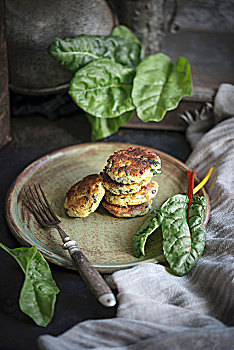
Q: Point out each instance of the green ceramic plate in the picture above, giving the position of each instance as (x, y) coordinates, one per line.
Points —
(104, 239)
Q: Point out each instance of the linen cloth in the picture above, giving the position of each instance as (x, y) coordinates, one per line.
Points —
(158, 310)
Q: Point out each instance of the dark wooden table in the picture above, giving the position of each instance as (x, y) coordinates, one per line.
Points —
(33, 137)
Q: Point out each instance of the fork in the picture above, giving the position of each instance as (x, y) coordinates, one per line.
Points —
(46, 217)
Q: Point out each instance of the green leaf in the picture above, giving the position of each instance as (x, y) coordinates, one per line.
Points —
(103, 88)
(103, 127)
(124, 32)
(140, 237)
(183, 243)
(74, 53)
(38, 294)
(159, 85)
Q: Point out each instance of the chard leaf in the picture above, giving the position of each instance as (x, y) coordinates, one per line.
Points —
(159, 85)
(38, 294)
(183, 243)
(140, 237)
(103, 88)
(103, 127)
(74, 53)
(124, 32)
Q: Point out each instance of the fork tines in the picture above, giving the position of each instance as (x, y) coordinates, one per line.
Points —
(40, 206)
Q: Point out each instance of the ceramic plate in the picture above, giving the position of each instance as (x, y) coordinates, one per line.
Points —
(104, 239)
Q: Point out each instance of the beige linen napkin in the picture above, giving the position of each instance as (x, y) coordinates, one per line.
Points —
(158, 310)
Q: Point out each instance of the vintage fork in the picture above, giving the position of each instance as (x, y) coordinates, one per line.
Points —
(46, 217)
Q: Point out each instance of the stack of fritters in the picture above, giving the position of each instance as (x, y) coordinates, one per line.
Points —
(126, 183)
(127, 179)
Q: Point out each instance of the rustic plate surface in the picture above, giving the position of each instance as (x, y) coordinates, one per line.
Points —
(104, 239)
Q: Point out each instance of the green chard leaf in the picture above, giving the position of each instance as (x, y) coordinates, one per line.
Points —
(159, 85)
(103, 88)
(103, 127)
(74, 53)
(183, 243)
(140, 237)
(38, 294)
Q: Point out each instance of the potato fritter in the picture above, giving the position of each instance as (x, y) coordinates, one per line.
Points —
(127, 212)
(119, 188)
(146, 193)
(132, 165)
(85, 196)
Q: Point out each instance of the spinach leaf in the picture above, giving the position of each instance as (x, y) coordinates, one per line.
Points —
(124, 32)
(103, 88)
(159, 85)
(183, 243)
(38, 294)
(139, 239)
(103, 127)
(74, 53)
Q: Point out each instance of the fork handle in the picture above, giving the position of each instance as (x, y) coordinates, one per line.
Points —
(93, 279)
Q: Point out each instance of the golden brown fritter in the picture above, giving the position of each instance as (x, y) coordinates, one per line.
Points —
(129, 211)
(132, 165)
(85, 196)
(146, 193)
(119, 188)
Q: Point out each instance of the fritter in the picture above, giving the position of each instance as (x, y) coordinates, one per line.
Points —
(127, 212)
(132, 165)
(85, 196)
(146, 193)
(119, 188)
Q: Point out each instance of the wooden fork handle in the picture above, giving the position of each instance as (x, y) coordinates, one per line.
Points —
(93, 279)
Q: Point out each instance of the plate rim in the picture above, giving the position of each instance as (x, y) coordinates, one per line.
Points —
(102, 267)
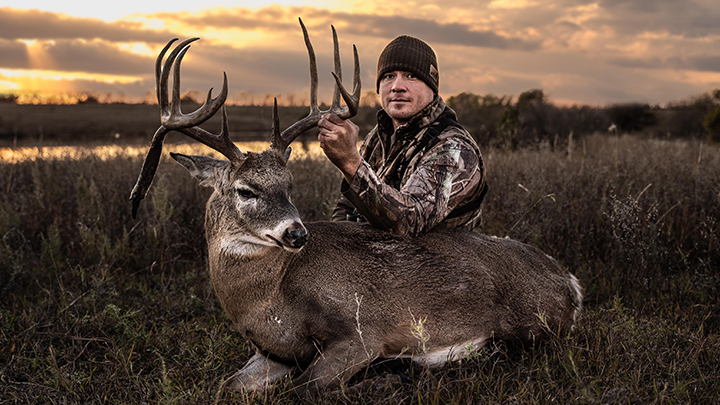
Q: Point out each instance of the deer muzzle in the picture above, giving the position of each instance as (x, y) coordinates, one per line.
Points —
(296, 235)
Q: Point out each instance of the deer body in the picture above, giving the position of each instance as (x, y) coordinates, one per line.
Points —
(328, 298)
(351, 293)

...

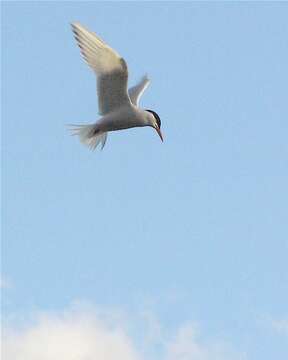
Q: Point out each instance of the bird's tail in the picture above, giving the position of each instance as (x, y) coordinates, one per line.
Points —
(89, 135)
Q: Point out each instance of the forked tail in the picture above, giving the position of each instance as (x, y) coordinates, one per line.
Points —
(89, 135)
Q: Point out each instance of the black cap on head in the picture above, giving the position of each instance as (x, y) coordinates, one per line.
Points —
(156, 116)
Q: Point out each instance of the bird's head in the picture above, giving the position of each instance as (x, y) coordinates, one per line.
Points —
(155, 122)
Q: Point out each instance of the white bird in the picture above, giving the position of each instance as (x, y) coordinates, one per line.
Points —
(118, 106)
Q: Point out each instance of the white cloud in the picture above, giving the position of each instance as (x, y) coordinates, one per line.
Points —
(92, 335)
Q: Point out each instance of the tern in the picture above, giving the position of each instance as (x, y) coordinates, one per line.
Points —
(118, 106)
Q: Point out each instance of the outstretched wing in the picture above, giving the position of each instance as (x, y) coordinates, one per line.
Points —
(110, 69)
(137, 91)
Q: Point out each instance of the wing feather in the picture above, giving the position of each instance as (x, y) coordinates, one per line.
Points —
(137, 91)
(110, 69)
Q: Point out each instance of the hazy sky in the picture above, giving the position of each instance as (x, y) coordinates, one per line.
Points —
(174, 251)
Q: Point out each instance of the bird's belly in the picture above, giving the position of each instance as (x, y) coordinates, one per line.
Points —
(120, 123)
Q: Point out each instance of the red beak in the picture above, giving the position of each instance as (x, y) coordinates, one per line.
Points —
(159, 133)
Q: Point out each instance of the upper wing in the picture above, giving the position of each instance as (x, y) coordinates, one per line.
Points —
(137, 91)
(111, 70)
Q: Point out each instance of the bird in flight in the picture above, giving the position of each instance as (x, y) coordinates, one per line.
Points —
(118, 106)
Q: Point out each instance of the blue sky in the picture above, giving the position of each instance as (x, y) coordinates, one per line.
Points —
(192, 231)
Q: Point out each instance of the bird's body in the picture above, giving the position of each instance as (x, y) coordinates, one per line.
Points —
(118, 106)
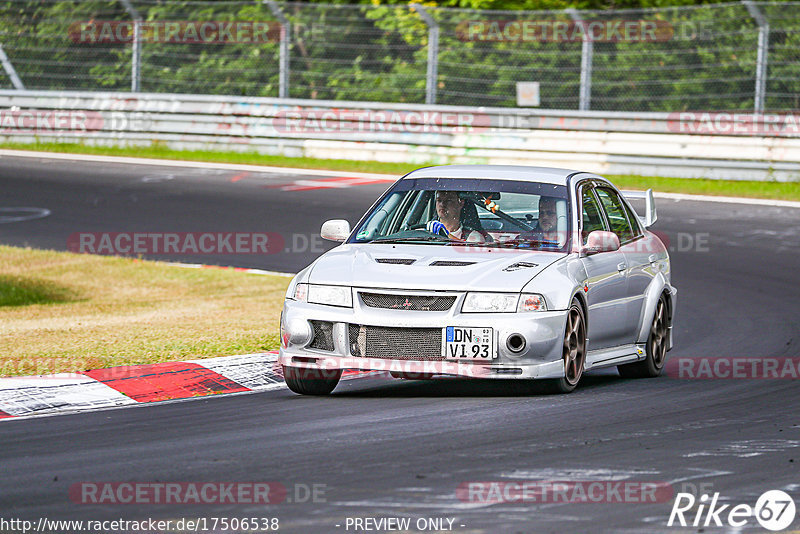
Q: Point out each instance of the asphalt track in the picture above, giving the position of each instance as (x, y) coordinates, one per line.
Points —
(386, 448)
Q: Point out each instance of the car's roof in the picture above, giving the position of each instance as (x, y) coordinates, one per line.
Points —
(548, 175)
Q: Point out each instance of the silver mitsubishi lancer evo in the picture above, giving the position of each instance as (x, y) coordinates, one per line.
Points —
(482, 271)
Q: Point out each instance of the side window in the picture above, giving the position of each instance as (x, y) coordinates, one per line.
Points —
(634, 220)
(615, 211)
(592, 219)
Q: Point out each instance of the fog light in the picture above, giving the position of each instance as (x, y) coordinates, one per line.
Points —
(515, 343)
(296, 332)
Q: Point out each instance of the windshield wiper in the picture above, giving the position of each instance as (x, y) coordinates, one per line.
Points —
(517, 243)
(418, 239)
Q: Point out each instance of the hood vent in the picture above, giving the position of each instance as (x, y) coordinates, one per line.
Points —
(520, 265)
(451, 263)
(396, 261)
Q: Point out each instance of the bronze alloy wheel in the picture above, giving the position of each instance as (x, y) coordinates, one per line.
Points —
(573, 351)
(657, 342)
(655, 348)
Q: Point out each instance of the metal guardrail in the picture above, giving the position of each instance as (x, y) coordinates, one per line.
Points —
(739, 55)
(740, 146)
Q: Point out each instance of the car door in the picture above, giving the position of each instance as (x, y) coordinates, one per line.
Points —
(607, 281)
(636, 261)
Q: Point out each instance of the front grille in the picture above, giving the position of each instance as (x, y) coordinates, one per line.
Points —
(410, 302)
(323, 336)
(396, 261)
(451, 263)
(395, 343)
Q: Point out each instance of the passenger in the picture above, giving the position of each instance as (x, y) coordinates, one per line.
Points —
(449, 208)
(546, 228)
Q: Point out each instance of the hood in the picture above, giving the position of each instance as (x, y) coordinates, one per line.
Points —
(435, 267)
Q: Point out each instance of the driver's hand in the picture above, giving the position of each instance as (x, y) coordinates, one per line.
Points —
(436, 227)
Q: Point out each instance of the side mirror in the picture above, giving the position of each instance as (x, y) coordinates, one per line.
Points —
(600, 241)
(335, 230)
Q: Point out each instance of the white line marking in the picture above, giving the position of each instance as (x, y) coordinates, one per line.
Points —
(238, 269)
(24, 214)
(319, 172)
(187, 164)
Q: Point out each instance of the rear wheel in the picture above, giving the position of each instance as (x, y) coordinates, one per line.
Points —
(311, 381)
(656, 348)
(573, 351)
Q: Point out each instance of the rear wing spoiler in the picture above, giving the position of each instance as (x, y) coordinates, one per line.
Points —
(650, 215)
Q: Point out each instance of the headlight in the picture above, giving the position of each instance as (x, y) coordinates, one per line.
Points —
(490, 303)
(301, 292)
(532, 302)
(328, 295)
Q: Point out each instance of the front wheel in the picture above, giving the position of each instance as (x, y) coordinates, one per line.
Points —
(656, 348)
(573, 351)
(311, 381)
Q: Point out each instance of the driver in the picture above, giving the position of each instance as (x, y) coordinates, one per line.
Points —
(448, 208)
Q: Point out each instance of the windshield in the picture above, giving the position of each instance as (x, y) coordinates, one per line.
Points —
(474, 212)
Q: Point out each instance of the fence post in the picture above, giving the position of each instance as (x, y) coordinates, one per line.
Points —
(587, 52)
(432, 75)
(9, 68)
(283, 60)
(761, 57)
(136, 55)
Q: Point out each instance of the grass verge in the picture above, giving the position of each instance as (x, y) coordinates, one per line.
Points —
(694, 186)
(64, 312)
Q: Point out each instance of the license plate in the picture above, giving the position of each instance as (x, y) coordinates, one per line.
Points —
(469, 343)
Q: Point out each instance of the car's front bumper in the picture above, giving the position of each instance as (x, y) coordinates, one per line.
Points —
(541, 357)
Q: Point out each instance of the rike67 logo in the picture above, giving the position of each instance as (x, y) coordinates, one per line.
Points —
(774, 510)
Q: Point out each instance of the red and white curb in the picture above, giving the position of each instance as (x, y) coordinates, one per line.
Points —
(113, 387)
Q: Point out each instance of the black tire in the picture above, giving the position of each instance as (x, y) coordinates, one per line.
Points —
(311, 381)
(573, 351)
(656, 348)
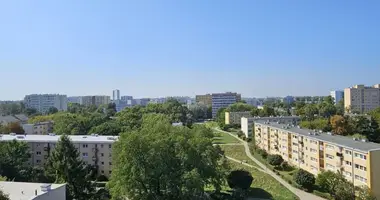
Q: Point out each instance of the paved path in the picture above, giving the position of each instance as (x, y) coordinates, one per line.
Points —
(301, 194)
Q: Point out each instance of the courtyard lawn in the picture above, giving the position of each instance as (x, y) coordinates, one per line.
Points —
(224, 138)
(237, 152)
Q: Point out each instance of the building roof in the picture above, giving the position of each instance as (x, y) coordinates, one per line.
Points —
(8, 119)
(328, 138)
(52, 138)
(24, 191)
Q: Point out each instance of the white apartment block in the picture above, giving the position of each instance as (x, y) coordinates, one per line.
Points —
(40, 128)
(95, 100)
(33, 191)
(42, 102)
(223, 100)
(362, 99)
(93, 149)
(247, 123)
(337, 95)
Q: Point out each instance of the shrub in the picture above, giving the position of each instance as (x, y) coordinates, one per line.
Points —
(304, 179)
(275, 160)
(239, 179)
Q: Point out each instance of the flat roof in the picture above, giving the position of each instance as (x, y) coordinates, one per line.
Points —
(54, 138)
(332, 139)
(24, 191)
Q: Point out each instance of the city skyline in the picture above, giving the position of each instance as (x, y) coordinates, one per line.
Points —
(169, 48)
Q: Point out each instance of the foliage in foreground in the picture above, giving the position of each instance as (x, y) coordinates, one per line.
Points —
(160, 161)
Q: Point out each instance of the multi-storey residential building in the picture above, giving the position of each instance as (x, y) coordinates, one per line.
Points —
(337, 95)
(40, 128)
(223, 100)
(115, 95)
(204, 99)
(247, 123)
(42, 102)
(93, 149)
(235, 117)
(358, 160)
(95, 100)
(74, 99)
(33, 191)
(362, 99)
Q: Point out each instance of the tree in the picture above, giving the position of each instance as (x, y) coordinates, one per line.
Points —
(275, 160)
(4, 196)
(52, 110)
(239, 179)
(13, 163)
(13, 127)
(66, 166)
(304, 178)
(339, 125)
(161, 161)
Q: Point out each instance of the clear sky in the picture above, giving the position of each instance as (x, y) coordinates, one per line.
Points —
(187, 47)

...

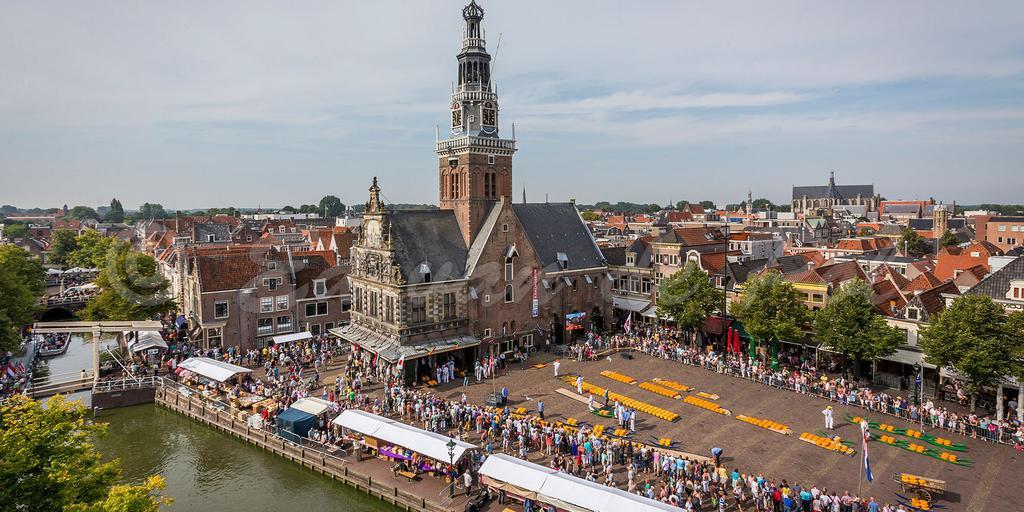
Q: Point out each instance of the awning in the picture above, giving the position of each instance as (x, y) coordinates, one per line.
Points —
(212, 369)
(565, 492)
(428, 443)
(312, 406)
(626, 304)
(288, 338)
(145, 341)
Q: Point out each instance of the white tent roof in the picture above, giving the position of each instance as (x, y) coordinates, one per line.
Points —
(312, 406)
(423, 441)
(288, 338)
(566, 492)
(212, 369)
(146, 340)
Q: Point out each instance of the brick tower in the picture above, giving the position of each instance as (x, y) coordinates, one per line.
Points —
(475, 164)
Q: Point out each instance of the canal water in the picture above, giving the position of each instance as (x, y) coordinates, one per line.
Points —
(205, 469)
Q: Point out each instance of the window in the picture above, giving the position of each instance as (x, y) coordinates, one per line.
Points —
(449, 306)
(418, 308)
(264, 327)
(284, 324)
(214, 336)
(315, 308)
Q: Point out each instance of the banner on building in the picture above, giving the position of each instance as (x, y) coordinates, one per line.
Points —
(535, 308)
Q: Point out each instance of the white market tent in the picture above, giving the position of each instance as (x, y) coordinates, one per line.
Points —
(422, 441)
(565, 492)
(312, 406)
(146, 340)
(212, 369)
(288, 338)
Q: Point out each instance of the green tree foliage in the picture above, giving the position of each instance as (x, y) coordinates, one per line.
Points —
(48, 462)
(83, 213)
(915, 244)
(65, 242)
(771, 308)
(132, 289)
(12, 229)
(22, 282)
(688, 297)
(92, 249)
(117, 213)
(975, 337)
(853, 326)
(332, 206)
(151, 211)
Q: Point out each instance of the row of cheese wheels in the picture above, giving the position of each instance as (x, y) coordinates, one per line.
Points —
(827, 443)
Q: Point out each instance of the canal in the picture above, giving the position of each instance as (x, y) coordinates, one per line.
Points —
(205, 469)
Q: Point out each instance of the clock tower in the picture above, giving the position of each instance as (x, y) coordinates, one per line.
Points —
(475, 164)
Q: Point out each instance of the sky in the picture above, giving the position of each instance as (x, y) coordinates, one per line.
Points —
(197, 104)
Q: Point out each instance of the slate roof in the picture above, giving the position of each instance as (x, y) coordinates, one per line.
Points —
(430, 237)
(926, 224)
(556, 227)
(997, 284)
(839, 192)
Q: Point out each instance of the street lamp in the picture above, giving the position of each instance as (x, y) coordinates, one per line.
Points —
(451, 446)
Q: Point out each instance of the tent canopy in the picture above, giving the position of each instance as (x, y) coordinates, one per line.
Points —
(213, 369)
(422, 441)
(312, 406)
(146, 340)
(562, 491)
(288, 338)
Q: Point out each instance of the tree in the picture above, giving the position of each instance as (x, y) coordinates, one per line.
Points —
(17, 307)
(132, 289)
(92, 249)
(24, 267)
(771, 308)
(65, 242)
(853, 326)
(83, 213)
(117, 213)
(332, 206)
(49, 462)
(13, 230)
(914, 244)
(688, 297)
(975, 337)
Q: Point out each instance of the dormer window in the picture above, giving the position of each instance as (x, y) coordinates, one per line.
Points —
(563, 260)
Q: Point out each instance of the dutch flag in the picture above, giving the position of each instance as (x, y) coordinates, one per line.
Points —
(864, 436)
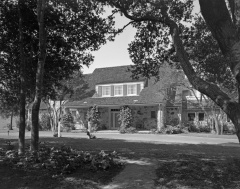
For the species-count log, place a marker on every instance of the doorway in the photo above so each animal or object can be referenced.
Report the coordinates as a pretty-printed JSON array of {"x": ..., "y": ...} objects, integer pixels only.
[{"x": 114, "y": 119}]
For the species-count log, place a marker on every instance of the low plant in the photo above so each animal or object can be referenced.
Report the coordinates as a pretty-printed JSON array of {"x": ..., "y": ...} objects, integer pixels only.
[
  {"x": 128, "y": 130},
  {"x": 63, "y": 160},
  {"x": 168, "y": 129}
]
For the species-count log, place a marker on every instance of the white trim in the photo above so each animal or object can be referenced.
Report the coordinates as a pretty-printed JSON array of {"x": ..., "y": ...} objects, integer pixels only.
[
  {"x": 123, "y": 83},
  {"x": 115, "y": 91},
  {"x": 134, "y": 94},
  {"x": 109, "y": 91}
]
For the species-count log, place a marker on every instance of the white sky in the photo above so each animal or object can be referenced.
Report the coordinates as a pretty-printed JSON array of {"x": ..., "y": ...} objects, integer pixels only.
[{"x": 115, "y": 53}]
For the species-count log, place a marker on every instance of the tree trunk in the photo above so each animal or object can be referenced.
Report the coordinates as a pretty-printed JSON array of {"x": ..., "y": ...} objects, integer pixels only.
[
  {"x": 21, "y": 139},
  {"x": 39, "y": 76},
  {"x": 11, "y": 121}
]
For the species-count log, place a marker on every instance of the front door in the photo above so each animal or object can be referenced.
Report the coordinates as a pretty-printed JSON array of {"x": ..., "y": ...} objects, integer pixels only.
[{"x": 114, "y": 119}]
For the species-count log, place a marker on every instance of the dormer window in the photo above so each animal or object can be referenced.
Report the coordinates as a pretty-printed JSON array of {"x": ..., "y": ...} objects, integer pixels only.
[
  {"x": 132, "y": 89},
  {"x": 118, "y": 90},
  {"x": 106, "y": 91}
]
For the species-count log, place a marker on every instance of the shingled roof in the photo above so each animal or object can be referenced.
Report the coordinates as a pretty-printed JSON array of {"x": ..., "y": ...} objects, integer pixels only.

## Task to complete
Reproduce each line of the records in which the word "deer" appears.

## Output for this exercise
Q: Point out each instance of the deer muzzle in the picture above, giving the position of each instance as (x, y) coordinates, one per line.
Q: Point out each instance of the deer body in the picture above, giving the position of each instance as (x, y) coordinates, one per line.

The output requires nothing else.